EXERCISE AIM:
Which lines in the entries below contain the string "spectator"? Collect each of those lines in full, and count only matches with the same capitalization.

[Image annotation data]
>>>>>

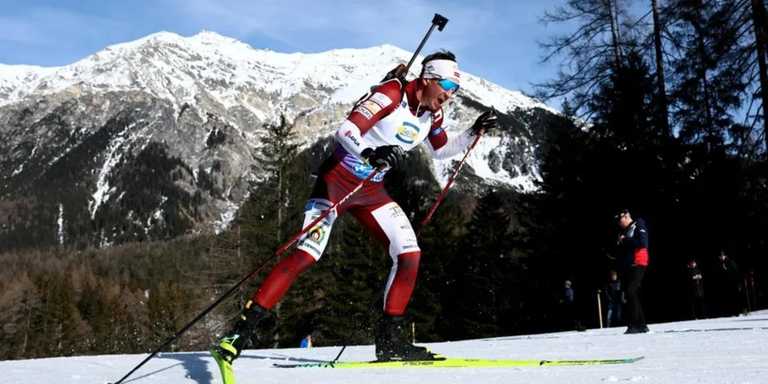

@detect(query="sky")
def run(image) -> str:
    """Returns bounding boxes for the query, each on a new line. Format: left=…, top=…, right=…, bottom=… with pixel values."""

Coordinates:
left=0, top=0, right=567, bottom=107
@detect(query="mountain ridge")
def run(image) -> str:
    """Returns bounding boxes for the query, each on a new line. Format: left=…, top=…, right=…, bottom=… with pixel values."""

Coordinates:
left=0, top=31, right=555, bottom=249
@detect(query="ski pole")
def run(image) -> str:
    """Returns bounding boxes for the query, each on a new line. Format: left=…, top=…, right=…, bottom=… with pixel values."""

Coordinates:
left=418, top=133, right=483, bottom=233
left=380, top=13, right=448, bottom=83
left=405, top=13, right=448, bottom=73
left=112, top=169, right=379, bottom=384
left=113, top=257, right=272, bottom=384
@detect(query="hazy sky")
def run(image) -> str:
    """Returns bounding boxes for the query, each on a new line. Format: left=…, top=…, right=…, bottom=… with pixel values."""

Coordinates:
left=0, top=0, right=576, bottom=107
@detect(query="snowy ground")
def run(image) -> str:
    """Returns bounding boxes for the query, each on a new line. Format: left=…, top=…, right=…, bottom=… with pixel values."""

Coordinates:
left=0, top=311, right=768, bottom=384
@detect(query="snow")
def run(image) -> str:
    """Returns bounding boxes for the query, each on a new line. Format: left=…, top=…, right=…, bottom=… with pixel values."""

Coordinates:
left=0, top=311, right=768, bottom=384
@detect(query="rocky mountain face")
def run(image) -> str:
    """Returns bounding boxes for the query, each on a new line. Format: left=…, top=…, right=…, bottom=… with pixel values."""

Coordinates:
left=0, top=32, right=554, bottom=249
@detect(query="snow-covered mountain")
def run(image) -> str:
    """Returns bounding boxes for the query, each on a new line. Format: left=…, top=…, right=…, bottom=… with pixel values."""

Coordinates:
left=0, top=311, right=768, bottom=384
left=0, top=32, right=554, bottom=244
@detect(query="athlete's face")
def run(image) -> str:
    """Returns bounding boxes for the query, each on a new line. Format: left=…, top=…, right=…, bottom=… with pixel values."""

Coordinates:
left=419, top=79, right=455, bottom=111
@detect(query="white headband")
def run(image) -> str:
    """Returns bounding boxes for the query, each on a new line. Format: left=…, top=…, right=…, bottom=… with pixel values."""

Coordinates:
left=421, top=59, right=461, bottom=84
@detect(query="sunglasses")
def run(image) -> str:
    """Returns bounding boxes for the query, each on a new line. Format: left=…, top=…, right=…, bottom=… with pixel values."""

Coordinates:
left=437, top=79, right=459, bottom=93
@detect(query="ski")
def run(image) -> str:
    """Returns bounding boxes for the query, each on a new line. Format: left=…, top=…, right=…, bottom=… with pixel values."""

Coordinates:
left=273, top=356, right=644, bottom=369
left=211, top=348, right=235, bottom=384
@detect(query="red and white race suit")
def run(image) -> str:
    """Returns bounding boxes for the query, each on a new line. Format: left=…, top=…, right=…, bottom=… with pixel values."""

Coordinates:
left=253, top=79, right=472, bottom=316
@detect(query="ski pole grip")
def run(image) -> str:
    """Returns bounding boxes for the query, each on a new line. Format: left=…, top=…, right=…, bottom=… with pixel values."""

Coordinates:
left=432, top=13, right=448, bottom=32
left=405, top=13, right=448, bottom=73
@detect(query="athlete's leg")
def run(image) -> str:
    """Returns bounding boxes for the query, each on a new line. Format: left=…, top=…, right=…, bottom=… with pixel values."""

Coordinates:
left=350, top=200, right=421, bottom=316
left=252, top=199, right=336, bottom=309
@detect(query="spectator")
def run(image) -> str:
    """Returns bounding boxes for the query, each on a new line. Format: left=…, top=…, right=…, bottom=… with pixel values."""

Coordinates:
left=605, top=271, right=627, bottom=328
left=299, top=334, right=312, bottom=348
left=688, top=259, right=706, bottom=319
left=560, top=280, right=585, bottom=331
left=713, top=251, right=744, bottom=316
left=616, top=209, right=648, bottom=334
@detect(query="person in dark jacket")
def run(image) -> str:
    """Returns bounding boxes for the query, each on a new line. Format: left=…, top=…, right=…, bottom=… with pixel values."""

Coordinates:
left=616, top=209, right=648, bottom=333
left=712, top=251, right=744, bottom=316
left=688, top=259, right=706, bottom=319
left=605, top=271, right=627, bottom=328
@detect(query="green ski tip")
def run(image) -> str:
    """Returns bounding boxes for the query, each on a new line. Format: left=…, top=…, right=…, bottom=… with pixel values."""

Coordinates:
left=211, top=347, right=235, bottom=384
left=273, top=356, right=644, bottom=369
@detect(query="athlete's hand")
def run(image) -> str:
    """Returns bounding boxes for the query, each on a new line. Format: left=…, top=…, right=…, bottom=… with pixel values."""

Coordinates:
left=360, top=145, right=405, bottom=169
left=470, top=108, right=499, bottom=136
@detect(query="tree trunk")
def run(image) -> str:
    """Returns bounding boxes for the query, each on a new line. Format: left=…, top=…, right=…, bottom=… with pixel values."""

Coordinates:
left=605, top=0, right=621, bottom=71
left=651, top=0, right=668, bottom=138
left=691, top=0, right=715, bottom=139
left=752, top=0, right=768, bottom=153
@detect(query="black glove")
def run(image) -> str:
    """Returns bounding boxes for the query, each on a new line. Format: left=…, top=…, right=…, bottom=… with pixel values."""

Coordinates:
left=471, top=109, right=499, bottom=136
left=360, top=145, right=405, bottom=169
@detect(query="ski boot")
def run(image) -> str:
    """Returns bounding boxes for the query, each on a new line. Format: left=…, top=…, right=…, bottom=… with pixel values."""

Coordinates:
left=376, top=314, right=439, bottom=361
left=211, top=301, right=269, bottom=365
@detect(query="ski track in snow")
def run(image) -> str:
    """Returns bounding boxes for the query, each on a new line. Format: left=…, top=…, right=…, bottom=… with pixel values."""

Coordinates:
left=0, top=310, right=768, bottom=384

<<<<<
>>>>>

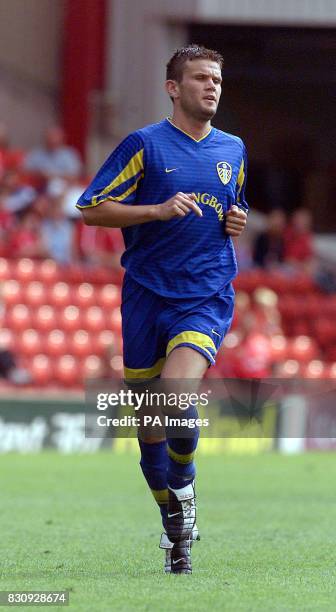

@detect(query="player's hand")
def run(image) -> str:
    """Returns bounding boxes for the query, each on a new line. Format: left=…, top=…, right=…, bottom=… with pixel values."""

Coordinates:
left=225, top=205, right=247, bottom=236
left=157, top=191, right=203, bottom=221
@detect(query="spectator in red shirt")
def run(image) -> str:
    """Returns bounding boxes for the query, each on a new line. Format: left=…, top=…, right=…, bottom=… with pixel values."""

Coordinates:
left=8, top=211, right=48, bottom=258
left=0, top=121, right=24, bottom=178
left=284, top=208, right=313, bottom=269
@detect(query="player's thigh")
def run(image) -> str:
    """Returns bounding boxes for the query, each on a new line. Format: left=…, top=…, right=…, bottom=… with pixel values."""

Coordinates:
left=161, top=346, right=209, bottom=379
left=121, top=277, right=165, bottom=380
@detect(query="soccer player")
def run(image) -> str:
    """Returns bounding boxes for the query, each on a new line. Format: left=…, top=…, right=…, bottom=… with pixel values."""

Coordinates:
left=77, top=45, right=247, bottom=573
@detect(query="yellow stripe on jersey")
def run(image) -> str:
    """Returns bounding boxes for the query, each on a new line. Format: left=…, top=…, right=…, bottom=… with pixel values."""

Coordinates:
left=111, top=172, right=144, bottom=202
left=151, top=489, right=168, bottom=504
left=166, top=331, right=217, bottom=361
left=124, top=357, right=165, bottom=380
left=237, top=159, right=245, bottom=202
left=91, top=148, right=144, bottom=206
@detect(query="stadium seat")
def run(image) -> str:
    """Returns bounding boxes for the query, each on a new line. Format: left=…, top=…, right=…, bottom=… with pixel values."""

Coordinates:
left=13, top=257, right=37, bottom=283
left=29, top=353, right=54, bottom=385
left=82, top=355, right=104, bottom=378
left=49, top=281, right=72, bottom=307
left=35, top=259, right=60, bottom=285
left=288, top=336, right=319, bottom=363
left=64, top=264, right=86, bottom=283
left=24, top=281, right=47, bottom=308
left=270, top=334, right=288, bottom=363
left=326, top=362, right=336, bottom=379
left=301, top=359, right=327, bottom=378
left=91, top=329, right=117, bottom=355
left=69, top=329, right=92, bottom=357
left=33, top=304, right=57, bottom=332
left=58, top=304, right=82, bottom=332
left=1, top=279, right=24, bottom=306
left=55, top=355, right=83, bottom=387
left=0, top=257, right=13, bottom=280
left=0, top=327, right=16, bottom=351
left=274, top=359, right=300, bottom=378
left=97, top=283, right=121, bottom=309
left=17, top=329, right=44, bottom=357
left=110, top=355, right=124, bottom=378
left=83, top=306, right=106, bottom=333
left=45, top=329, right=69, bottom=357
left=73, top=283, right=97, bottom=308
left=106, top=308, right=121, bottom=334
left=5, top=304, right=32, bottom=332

<<<<<

TASK ANSWER:
@detect(query="spectator")
@detect(query="spectator in red shirt")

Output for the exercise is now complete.